By TOM WEAVER



The 1962 version of Carnival of Souls has long been acclaimed as one of horror cinema's pioneering, low-budget efforts. A horror story with an Ambrose Bierce twist, the starkly photographed black and white film featured Candace Hilligoss as the young heroine wandering a twilight world between life and death. Hilligoss had long wanted to get a sequel off the ground and, after shopping the concept around, found her ideas pirated by shady producers operating under the auspices of sleazemeister Wes Craven. The resultant film languished on the shelf for nearly two years before slinking onto the video market virtually unnoticed. In it, actress Bobbie Phillips (Showgirls) takes on what was, ostensibly, Candace's original role, while standup comic Larry Miller appears as a sadistic clown. As a child, Phillips' character watches as Miller murders her mother. Upon his release from prison years later, he returns to terrorize her. The producers have thoroughly "Cravenized" the original plot, tossing in elements of rape and brutality, as well as incongruous creatures that Candace aptly describes as "pink fetuses in bubble gum body suits!" In the following conversation, she makes plain her opinion of this odious "remake."

TOM WEAVER: What were your first impressions of the new Carnival of Souls?

CANDACE HILLIGOSS: Well, that it had nothing to do with my Carnival of Souls, and I'm sorry they used the title because they've ruined the title of our original film. Their remake says in the opening credits, "A Film by Adam Grossman." I don't know who he is, but the audience should now know that if they ever see "A Film by Adam Grossman" on any movie, it should be a cue to run for the nearest exit! He wrote and directed it. And Wes Craven, I think, should be hung by his thumbs at Hollywood and Vine for movie fans to stone, because he's so devastated the intent of the original.

Q: Do you happen to know how much Craven had to do with it?

CANDACE: It doesn't matter. It's under his umbrella, and he's got his name pasted all over it.

Q: Plot-wise, it really is more like one of his typical movies than it is like your Carnival of Souls.

#### TASK DIRECTIONS
Please condense the paragraph in the interview that begins "The 1962 version of Carnival of Souls" into a short bulleted list that keeps its main facts.

#### DATA LINES

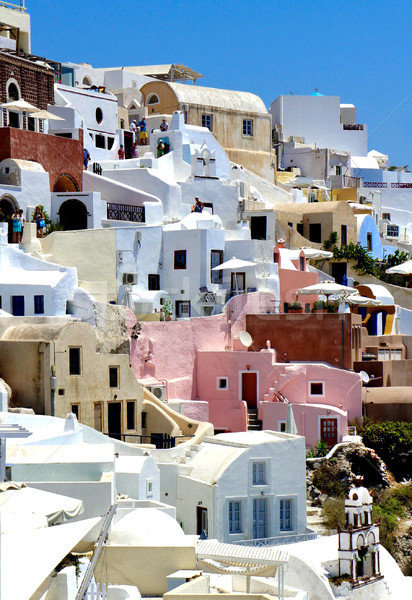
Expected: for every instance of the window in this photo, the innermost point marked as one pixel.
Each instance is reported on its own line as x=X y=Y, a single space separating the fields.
x=316 y=388
x=207 y=121
x=149 y=488
x=235 y=516
x=223 y=383
x=131 y=414
x=180 y=259
x=248 y=127
x=285 y=515
x=315 y=233
x=74 y=361
x=98 y=416
x=153 y=282
x=216 y=259
x=38 y=305
x=114 y=376
x=343 y=235
x=153 y=99
x=369 y=241
x=259 y=473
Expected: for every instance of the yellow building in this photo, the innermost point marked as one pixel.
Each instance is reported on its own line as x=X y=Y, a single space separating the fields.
x=239 y=120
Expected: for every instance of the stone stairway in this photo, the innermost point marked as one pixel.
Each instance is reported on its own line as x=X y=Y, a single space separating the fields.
x=253 y=423
x=315 y=520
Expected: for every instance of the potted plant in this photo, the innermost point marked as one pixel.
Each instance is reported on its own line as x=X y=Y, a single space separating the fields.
x=319 y=306
x=168 y=309
x=295 y=307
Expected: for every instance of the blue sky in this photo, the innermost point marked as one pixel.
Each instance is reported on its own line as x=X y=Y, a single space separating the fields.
x=360 y=51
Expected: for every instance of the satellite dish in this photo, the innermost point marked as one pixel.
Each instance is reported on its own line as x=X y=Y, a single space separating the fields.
x=365 y=376
x=245 y=339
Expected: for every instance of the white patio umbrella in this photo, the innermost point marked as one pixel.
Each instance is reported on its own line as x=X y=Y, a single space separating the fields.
x=314 y=253
x=20 y=106
x=327 y=288
x=360 y=300
x=403 y=269
x=234 y=264
x=44 y=114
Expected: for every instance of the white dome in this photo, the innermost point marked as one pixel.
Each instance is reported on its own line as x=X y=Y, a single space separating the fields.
x=146 y=527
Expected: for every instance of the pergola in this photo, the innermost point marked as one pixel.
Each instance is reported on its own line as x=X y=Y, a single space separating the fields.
x=238 y=559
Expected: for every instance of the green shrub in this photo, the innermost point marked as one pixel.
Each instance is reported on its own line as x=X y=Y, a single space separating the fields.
x=334 y=513
x=327 y=479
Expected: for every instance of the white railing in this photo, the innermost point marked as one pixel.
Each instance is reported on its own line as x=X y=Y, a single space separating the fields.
x=21 y=6
x=281 y=539
x=95 y=592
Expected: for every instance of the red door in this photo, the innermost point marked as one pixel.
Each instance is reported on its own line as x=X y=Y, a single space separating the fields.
x=249 y=389
x=329 y=431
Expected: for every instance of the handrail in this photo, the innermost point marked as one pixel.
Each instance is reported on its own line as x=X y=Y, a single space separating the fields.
x=84 y=586
x=21 y=7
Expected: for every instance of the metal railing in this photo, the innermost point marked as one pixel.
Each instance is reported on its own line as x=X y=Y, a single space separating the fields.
x=126 y=212
x=20 y=6
x=279 y=540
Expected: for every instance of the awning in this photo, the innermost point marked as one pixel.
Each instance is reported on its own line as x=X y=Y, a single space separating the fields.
x=55 y=507
x=28 y=557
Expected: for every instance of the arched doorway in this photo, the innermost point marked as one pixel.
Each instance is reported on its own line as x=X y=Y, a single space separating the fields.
x=8 y=206
x=65 y=183
x=73 y=215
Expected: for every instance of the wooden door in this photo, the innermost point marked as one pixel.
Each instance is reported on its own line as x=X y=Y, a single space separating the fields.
x=329 y=431
x=249 y=389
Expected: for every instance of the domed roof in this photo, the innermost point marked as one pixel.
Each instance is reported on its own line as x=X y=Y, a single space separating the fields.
x=146 y=527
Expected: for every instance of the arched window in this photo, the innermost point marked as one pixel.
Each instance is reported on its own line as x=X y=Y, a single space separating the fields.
x=153 y=99
x=13 y=92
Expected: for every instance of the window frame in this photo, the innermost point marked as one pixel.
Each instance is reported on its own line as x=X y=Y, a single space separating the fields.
x=177 y=267
x=235 y=525
x=80 y=370
x=205 y=118
x=259 y=476
x=248 y=126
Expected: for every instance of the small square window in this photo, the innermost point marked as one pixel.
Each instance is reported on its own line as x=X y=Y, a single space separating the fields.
x=114 y=376
x=316 y=388
x=259 y=473
x=207 y=121
x=38 y=305
x=180 y=259
x=222 y=383
x=248 y=127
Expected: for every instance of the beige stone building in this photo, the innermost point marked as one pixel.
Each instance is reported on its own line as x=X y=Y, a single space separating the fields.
x=239 y=120
x=56 y=369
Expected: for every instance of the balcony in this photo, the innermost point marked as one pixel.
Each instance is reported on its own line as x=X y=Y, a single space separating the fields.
x=126 y=212
x=355 y=127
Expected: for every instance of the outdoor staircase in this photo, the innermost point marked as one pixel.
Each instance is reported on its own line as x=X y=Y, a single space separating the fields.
x=253 y=423
x=315 y=520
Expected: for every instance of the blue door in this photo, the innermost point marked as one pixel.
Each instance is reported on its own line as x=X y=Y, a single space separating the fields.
x=17 y=304
x=259 y=518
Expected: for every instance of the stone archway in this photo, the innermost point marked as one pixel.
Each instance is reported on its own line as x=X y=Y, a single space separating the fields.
x=65 y=183
x=73 y=215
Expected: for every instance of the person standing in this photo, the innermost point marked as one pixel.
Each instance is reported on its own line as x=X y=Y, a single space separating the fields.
x=143 y=131
x=38 y=218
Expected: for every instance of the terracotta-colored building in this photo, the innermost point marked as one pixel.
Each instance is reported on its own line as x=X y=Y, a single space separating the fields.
x=325 y=337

#### ANSWER TO THIS TASK
- The 1962 black-and-white Carnival of Souls is acclaimed as a pioneering low-budget horror film. Candace Hilligoss starred as a young heroine wandering a twilight world between life and death.
- Hilligoss long wanted to make a sequel. After she shopped the idea around, producers working under Wes Craven took her ideas.
- Their film sat on the shelf for nearly two years, then went to video almost unnoticed.
- Bobbie Phillips plays what was supposedly Candace's original role. Larry Miller plays a sadistic clown who murders her character's mother while she watches as a child, then returns to terrorize her after his release from prison.
- The producers added rape, brutality and incongruous creatures that Candace calls "pink fetuses in bubble gum body suits!"
- In the conversation that follows, she gives her opinion of this "remake."